[Begin]

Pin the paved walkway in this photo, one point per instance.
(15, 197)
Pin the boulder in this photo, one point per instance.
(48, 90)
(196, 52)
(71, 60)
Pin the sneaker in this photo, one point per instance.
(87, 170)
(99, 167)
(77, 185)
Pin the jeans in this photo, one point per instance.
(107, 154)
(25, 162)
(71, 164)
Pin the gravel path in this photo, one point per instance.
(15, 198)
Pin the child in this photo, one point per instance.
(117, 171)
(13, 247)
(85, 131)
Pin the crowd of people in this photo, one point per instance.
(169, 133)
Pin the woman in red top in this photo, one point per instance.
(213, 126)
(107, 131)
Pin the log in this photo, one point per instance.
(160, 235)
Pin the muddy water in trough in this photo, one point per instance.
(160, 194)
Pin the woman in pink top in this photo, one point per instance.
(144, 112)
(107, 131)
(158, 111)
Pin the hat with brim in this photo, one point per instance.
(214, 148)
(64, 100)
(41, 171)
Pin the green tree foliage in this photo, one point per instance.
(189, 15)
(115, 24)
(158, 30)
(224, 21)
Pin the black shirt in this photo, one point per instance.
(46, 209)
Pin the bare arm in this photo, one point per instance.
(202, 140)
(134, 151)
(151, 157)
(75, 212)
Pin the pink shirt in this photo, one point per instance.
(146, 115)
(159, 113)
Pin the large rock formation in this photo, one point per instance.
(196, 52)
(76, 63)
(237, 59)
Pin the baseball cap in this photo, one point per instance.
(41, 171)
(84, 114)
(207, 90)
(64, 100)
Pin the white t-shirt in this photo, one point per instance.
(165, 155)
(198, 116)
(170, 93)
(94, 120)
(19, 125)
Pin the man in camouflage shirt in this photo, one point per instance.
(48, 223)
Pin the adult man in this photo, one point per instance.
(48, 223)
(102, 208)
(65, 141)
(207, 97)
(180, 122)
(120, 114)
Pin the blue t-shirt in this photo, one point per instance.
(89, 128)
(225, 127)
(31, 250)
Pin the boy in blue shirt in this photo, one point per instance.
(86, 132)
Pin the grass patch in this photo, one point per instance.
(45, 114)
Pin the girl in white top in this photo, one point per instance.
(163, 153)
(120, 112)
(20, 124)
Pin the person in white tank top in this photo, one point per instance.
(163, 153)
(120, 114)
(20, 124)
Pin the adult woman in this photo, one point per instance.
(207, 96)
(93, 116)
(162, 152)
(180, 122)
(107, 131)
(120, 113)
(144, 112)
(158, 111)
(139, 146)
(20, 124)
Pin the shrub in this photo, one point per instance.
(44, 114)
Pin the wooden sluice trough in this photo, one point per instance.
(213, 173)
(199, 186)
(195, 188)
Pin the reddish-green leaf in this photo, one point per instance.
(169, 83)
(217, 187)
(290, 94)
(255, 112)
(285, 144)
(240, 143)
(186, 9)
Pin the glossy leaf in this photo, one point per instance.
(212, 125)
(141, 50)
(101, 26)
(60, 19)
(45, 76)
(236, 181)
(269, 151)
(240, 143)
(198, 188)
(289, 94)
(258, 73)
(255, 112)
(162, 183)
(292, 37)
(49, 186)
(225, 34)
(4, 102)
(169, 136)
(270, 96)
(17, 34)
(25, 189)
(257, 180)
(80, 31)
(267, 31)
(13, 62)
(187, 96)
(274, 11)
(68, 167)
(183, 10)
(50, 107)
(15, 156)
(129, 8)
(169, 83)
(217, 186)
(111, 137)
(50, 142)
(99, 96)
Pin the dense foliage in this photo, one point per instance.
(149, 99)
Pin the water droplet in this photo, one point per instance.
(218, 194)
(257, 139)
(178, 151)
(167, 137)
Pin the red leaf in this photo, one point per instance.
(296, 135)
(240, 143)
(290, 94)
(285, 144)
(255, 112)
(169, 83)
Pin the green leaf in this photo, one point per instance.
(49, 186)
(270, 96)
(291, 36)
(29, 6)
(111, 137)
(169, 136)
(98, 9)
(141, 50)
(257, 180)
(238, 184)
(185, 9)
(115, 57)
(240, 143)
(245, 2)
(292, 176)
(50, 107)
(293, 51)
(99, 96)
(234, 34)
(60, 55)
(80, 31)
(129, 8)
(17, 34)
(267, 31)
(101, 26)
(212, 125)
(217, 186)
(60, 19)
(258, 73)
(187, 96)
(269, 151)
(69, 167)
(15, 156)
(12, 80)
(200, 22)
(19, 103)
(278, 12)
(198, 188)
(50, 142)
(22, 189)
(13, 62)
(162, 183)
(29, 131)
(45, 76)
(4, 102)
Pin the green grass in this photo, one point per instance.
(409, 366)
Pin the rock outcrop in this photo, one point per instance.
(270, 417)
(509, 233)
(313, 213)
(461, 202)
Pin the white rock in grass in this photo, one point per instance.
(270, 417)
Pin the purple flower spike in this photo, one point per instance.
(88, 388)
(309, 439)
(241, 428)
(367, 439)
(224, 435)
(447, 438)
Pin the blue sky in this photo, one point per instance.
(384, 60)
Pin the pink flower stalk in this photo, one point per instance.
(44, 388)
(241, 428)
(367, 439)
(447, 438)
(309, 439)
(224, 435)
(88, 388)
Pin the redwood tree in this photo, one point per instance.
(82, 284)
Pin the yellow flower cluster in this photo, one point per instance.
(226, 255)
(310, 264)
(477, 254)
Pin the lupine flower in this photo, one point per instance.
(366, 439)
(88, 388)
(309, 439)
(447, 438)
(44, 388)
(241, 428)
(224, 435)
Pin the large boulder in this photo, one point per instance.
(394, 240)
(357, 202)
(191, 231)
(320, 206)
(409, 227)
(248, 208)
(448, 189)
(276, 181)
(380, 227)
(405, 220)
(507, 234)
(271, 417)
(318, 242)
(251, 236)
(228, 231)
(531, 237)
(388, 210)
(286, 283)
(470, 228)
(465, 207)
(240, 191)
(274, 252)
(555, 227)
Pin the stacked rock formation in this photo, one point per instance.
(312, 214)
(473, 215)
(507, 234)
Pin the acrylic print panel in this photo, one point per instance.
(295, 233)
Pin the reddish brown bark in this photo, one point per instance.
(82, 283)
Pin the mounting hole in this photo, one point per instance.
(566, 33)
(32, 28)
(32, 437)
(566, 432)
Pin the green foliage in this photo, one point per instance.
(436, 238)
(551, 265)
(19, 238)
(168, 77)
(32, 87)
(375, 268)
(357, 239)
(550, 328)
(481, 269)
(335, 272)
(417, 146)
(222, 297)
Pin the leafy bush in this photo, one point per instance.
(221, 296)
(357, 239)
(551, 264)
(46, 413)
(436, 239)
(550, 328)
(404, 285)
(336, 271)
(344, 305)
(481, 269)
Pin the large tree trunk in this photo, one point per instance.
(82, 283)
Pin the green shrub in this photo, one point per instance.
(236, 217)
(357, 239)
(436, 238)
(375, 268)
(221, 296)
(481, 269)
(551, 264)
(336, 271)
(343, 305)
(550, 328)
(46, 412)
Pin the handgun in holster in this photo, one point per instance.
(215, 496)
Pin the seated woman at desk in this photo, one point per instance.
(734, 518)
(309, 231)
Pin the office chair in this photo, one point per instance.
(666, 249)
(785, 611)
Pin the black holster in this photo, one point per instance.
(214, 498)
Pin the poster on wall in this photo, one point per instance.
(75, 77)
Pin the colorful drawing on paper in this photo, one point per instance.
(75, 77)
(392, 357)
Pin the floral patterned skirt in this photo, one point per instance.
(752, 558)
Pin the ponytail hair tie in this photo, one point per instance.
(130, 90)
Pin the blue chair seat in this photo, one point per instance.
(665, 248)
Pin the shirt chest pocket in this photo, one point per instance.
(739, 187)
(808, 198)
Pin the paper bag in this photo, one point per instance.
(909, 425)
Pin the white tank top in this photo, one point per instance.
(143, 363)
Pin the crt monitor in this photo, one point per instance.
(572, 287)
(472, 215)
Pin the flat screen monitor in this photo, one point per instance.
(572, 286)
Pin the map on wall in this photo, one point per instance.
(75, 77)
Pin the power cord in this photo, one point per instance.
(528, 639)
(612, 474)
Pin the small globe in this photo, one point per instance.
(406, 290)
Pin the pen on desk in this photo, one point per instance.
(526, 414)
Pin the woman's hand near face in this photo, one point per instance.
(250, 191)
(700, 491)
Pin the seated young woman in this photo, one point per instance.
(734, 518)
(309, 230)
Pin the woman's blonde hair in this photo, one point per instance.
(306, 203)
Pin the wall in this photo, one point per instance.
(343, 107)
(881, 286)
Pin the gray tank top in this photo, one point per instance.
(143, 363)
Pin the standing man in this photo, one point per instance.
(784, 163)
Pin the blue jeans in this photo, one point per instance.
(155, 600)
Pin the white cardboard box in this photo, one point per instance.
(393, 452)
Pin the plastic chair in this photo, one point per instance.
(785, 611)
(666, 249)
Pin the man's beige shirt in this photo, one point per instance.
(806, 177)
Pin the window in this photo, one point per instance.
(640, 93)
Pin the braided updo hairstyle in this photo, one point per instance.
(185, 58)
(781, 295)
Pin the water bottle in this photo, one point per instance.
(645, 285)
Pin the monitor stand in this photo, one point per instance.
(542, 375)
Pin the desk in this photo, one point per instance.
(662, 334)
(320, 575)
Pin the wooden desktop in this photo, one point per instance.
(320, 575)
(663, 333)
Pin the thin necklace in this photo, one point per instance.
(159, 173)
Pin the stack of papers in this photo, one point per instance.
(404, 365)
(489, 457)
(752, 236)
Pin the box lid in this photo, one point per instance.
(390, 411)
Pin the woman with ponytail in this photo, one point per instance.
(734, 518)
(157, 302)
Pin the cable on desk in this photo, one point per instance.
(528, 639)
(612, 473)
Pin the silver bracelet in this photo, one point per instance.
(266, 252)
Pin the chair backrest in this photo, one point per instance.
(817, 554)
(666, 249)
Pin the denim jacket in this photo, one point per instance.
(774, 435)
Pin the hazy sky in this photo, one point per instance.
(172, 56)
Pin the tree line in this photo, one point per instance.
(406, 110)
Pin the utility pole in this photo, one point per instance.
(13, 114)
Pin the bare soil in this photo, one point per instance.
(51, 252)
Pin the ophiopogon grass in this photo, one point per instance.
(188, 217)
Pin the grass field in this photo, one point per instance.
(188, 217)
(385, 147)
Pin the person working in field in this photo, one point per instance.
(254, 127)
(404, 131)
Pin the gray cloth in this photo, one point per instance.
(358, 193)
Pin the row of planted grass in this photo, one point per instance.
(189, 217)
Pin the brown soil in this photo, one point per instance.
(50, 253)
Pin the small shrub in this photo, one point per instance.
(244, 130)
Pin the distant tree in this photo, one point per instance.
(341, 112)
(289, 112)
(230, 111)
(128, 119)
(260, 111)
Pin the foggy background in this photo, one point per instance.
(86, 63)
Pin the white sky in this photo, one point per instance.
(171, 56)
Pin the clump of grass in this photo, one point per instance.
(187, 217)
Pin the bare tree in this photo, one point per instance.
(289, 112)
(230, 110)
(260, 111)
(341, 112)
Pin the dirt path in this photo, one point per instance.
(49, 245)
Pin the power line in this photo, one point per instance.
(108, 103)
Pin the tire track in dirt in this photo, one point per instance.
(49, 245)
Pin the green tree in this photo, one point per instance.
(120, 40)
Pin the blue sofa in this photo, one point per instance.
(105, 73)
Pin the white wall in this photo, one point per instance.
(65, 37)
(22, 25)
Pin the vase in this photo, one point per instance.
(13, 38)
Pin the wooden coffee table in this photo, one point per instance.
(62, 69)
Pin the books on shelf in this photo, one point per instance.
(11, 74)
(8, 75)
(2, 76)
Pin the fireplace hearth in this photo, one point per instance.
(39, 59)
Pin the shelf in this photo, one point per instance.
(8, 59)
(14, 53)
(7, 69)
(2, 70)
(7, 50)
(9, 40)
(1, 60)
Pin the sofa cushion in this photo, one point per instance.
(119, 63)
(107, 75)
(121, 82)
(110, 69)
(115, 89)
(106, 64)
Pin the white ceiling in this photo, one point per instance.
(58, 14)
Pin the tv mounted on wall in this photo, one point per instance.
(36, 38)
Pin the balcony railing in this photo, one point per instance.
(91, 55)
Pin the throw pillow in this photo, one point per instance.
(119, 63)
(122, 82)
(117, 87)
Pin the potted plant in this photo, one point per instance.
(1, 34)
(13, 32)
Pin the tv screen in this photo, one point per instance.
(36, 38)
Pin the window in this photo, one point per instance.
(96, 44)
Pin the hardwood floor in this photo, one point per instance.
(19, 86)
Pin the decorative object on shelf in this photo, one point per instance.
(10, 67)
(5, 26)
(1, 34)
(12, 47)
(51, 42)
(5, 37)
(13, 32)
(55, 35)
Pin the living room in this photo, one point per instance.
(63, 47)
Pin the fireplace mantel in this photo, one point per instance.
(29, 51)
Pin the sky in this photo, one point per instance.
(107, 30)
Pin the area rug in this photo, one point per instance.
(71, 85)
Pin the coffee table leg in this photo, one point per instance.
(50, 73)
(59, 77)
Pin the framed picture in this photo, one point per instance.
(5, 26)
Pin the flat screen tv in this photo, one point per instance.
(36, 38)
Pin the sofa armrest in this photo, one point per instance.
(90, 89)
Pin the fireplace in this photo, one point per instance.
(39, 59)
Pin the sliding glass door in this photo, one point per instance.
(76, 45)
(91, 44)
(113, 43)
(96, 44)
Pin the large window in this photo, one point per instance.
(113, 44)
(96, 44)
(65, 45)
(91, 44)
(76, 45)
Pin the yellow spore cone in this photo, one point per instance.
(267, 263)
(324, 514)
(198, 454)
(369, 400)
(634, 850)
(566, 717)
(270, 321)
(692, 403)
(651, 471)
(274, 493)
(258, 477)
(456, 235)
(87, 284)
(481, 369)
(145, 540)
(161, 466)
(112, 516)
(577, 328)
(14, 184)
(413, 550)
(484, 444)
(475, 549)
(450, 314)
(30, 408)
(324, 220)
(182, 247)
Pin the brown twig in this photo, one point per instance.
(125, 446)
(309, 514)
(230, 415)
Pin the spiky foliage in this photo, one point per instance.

[End]

**WRITTEN REQUEST**
Repeat, character for character, the lines from the one that holds "Pin the hardwood" to the final line of the material, inclusive, and no other lines.

**SOLUTION TO THIS TASK**
Pin the hardwood floor in this photo, one point per instance.
(19, 86)
Pin the decorative object on shelf in this photo, one point per instance.
(10, 67)
(5, 26)
(1, 34)
(12, 47)
(51, 42)
(5, 37)
(13, 32)
(55, 35)
Pin the living room in this photo, one point per instance.
(63, 47)
Pin the fireplace mantel in this photo, one point per instance.
(29, 51)
Pin the sky in this photo, one point per instance.
(107, 30)
Pin the area rug in this photo, one point per instance.
(71, 85)
Pin the coffee table leg in this photo, one point per instance.
(50, 73)
(59, 77)
Pin the framed picture in this photo, one point per instance.
(5, 26)
Pin the flat screen tv in this photo, one point per instance.
(36, 38)
Pin the sofa armrest in this photo, one point per instance.
(90, 89)
Pin the fireplace in this photo, one point per instance.
(39, 59)
Pin the sliding glass door in this photo, one point per instance.
(76, 45)
(91, 44)
(113, 43)
(96, 44)
Pin the large window in this photo, one point per instance.
(113, 44)
(96, 44)
(65, 45)
(91, 44)
(76, 45)
Pin the yellow spore cone in this photo, one point per instance.
(267, 263)
(324, 514)
(198, 454)
(369, 400)
(634, 850)
(566, 717)
(270, 321)
(692, 403)
(651, 471)
(274, 493)
(258, 477)
(456, 235)
(87, 284)
(481, 369)
(145, 540)
(161, 466)
(112, 516)
(577, 328)
(14, 184)
(413, 550)
(484, 444)
(475, 549)
(450, 314)
(30, 408)
(324, 220)
(182, 247)
Pin the brown twig in this photo, one point per instance.
(125, 446)
(309, 514)
(230, 415)
Pin the spiky foliage in this photo, one point per instance.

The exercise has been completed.